What the task asks
Please transcribe the data that follows, keeping every line exact.

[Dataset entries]
"""
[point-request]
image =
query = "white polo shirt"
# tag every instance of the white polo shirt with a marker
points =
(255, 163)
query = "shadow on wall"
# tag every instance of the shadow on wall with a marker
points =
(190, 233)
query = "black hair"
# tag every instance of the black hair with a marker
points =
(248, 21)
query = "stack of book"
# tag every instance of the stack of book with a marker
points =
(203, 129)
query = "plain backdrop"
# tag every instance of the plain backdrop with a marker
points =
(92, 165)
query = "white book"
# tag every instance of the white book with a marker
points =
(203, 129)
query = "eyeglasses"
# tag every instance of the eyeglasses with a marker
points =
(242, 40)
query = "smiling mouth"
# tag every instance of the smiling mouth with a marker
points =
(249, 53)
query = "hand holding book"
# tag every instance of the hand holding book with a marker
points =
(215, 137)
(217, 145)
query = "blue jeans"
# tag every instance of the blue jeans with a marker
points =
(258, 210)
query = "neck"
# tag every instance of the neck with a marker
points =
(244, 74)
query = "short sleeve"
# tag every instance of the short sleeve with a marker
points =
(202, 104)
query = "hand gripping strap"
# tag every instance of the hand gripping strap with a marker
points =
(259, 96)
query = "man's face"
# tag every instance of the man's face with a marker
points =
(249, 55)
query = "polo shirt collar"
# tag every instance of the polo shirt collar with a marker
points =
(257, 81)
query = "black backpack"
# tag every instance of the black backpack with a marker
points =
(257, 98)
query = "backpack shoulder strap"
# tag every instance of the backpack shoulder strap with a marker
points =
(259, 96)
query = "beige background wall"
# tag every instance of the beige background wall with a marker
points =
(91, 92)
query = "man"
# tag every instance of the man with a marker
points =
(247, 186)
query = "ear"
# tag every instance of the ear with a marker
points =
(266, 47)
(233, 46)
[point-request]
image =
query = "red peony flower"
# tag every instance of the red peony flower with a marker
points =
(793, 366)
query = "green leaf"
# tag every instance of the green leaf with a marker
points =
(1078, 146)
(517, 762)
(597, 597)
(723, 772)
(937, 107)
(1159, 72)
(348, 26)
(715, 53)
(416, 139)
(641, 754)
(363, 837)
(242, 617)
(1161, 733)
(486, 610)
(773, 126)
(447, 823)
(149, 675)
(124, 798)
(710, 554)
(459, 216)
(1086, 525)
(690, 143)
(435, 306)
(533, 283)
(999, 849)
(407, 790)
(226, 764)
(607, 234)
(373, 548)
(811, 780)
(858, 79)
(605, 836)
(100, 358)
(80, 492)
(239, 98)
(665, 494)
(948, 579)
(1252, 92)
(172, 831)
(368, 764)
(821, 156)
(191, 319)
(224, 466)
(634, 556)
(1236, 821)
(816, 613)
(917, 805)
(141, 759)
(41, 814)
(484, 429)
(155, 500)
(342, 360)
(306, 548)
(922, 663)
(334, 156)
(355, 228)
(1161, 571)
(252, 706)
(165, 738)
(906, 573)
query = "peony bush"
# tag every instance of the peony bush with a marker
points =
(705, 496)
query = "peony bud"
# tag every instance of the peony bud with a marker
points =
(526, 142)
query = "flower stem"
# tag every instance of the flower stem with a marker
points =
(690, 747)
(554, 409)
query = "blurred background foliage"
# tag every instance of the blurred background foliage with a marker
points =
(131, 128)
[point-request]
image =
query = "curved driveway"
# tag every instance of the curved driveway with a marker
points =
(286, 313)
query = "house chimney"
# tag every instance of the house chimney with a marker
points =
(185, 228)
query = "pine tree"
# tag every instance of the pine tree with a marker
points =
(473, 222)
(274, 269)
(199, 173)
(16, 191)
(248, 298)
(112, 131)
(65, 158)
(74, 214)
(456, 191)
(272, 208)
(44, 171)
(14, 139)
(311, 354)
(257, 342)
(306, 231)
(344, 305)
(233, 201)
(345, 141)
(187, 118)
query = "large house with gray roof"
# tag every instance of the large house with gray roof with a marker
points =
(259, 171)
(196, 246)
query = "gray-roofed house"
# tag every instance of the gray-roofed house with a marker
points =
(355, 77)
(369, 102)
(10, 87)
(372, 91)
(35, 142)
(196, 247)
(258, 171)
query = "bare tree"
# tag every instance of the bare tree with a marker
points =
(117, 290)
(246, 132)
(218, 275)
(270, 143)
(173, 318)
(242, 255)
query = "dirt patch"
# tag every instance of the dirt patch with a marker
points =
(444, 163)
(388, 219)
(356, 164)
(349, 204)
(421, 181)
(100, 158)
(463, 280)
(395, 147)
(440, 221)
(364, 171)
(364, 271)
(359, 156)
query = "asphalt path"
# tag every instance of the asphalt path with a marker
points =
"""
Reply
[point-request]
image =
query = "white polo shirt"
# tag every instance of the white polo shirt with a marker
points =
(255, 163)
query = "shadow on wall"
# tag every instance of the shadow on wall with a marker
points =
(190, 233)
query = "black hair"
# tag every instance of the black hair with a marker
points =
(248, 21)
query = "stack of book"
# tag every instance of the stack of book with a marker
points =
(203, 129)
query = "plain backdrop"
# tag every instance of the plain backdrop with a marker
points =
(92, 165)
query = "white book"
# tag every instance of the white book with a marker
points =
(203, 129)
query = "eyeglasses"
# tag every instance of the eyeglasses with a marker
points =
(242, 40)
query = "smiling mouth"
# tag every instance of the smiling mouth with a marker
points =
(249, 53)
query = "hand holding book"
# tag every instance of the hand holding book with a marker
points =
(215, 137)
(217, 145)
query = "blue jeans"
# tag every instance of the blue jeans with a marker
points =
(258, 210)
query = "neck"
# tag every instance of the neck with a marker
points =
(244, 74)
query = "short sleeve"
# tag every instance of the short sleeve with a marker
points =
(202, 104)
query = "hand gripping strap"
# tag every instance of the hand gripping strap with a marker
points =
(259, 96)
query = "man's face"
# tag every instance of the man's face with a marker
points =
(249, 55)
query = "polo shirt collar"
# tag every instance of the polo shirt collar with a marker
points =
(257, 81)
query = "black backpack"
# tag every instance of the black backpack with a marker
points =
(257, 98)
query = "backpack shoulder strap"
# tag every instance of the backpack shoulder strap with a marker
points =
(259, 96)
query = "beige background wall"
# tag every instance of the beige background wall with a marker
points =
(91, 92)
query = "man"
# tag every instance of the man with a marker
points =
(247, 186)
query = "ear"
# tag every instance of the ear with a marker
points =
(266, 47)
(233, 46)
[point-request]
image =
query = "red peony flower"
# tag every instance of the red peony flower with a marker
points =
(793, 366)
query = "green leaf"
# tag every instance of the green leaf with a marker
points =
(1078, 146)
(517, 762)
(597, 597)
(723, 772)
(937, 107)
(1159, 72)
(348, 26)
(715, 53)
(416, 139)
(641, 754)
(363, 837)
(242, 617)
(1161, 733)
(486, 610)
(773, 126)
(447, 823)
(149, 675)
(124, 798)
(710, 554)
(459, 216)
(1086, 525)
(690, 143)
(435, 306)
(533, 283)
(999, 849)
(407, 790)
(226, 764)
(607, 234)
(373, 548)
(811, 780)
(858, 79)
(605, 836)
(100, 358)
(80, 492)
(239, 98)
(665, 494)
(948, 579)
(1252, 92)
(172, 831)
(368, 764)
(821, 156)
(191, 319)
(224, 466)
(634, 556)
(1236, 821)
(816, 613)
(917, 805)
(141, 759)
(41, 814)
(484, 429)
(155, 500)
(342, 360)
(306, 548)
(922, 663)
(334, 156)
(355, 228)
(1161, 571)
(252, 706)
(165, 738)
(906, 573)
query = "peony bush"
# tag every instance of the peony bush with a marker
points =
(705, 496)
query = "peony bud"
# tag every instance of the peony bud with a marker
points =
(526, 142)
query = "flower stem"
# tag every instance of the flower stem with a marker
points =
(690, 747)
(554, 409)
query = "blurred background foliage"
# tag every instance of the blurred background foliage with a marker
points =
(131, 128)
[point-request]
image =
query = "curved driveway"
# tag every instance of the curved driveway with a marker
points =
(286, 313)
query = "house chimney"
# tag every instance of the house chimney with a marker
points =
(185, 228)
query = "pine tree"
# tag every instance of the pine tree with a marker
points =
(473, 222)
(274, 269)
(199, 173)
(16, 191)
(248, 298)
(112, 131)
(65, 158)
(74, 214)
(456, 191)
(272, 208)
(44, 171)
(14, 139)
(311, 354)
(257, 342)
(306, 231)
(344, 305)
(233, 201)
(345, 141)
(187, 118)
query = "large house with gray roof"
# tag every instance of the large house with gray roof with a marker
points =
(259, 171)
(196, 246)
query = "gray-roofed house"
# tag every instance of the gray-roofed house with a marker
points =
(355, 77)
(369, 102)
(10, 87)
(372, 91)
(35, 142)
(196, 247)
(258, 171)
query = "bare tree"
# tag every instance of the bare tree with a marker
points =
(117, 290)
(246, 132)
(218, 275)
(270, 143)
(173, 318)
(242, 255)
query = "dirt patch"
# tag every instance of the dirt patch with a marker
points =
(444, 163)
(388, 219)
(356, 164)
(349, 204)
(421, 181)
(100, 158)
(463, 280)
(395, 147)
(440, 221)
(364, 171)
(364, 271)
(359, 156)
query = "asphalt path"
# tag every instance of the asphalt path with a marker
points =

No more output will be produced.